Saved entries
- - - - - - -

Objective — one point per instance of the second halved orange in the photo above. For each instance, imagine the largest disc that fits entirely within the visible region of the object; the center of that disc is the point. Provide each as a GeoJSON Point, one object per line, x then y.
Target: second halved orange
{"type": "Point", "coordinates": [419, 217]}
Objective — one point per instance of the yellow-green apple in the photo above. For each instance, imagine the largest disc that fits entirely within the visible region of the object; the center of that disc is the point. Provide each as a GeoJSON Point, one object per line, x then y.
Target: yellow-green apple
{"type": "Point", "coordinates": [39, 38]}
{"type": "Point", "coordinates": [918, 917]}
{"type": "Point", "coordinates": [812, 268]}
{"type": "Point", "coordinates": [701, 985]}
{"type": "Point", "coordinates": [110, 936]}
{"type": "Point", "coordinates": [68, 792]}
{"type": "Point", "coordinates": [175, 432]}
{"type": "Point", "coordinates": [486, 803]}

- - - - - - -

▶ Your assignment
Check each line of the data above for the string "largest", then report how many lines have it, with no other words.

▶ Output
2